__What you need to do__.
When the line containing "Target: wire mesh fence" appears in the data below, begin copying there and stop only after the line containing "[[272, 270], [402, 187]]".

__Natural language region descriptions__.
* * * * * * * * *
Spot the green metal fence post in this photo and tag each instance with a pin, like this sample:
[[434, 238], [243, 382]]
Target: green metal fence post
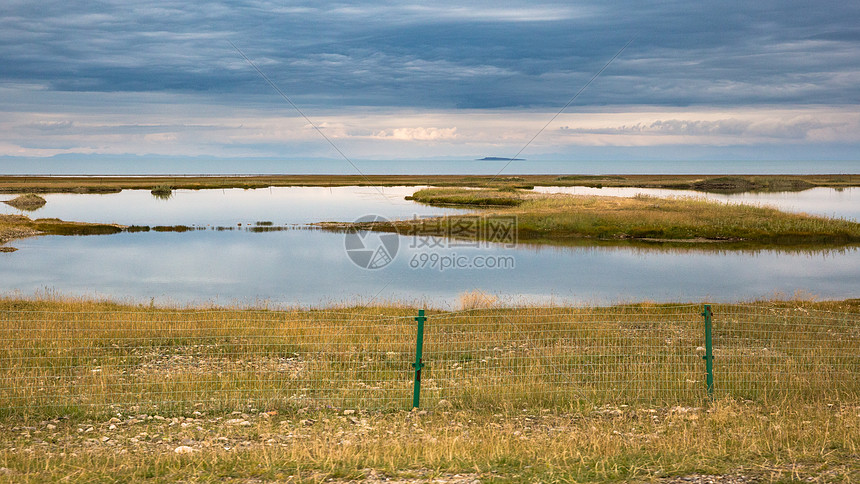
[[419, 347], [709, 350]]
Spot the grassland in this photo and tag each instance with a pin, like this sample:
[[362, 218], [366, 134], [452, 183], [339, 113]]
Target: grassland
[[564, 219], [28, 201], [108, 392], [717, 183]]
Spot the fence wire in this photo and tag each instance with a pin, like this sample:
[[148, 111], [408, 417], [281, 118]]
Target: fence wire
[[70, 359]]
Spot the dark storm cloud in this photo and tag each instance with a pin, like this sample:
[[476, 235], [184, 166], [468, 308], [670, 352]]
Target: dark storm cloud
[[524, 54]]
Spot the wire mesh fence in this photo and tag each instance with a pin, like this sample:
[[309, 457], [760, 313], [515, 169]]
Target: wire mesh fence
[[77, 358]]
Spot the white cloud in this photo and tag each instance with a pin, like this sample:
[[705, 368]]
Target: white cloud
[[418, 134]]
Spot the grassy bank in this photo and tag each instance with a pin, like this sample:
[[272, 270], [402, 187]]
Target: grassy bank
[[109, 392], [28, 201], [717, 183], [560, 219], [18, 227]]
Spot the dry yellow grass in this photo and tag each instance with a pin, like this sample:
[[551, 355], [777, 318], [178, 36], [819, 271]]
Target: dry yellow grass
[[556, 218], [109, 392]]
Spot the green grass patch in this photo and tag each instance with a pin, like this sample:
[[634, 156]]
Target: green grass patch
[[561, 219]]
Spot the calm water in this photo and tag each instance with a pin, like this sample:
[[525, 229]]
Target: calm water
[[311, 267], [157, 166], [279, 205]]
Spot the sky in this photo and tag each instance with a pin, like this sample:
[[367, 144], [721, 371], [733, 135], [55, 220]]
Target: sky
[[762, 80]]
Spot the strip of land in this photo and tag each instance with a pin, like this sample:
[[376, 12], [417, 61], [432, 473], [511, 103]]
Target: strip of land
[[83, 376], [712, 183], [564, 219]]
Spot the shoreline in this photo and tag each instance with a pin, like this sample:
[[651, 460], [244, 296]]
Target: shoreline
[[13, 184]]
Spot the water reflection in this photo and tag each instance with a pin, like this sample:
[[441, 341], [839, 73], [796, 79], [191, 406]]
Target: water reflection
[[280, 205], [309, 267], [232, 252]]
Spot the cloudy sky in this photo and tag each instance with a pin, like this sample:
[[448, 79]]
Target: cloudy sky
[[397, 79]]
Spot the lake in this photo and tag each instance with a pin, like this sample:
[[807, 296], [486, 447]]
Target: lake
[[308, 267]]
* * * * * * * * *
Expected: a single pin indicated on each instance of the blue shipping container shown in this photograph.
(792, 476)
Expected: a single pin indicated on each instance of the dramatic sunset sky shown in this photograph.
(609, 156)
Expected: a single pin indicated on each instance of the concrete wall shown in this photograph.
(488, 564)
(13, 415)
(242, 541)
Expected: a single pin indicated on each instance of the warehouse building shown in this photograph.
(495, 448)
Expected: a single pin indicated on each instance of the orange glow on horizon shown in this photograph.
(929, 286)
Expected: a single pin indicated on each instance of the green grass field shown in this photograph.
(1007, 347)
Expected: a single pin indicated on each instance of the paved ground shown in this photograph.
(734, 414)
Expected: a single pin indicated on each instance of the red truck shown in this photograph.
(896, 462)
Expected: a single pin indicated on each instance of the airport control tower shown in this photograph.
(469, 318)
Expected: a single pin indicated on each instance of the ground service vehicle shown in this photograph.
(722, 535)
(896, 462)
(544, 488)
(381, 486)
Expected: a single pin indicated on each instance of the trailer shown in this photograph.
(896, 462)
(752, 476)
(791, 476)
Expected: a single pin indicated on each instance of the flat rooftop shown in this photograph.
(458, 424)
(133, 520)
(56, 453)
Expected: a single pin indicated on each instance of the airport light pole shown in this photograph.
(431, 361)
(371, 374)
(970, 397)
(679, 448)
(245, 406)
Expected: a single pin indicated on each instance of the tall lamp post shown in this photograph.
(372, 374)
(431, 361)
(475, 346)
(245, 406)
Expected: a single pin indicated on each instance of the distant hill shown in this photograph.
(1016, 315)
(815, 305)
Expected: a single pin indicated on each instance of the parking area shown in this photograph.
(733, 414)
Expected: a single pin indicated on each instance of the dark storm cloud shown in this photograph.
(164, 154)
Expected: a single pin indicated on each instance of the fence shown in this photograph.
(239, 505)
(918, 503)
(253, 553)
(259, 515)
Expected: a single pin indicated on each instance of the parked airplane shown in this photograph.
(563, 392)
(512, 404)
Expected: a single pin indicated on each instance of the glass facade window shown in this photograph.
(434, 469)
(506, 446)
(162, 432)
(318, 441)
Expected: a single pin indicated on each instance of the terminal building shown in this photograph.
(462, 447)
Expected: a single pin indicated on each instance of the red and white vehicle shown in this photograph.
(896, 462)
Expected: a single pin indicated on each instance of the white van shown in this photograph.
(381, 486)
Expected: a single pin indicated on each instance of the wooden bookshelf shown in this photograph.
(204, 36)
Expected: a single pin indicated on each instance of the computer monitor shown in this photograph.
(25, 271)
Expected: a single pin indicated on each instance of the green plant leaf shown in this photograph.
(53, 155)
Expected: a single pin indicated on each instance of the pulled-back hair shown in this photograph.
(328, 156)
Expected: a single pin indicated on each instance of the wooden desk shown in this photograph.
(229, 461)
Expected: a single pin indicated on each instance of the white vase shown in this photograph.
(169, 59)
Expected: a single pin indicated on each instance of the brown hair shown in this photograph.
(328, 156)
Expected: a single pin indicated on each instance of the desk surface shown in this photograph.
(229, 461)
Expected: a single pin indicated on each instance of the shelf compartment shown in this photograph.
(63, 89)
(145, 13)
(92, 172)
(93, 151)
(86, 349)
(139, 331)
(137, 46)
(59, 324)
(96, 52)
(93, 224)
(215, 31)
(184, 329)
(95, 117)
* * * * * * * * *
__Solution to this task__.
Target: wire mesh fence
[[77, 358]]
Spot the white cloud in this photo and tag each instance with a pin, like this sample:
[[705, 368]]
Target: white cloud
[[418, 134]]
Spot the grassy bank in this photo and tag each instance with a pin, like this sample:
[[272, 270], [402, 187]]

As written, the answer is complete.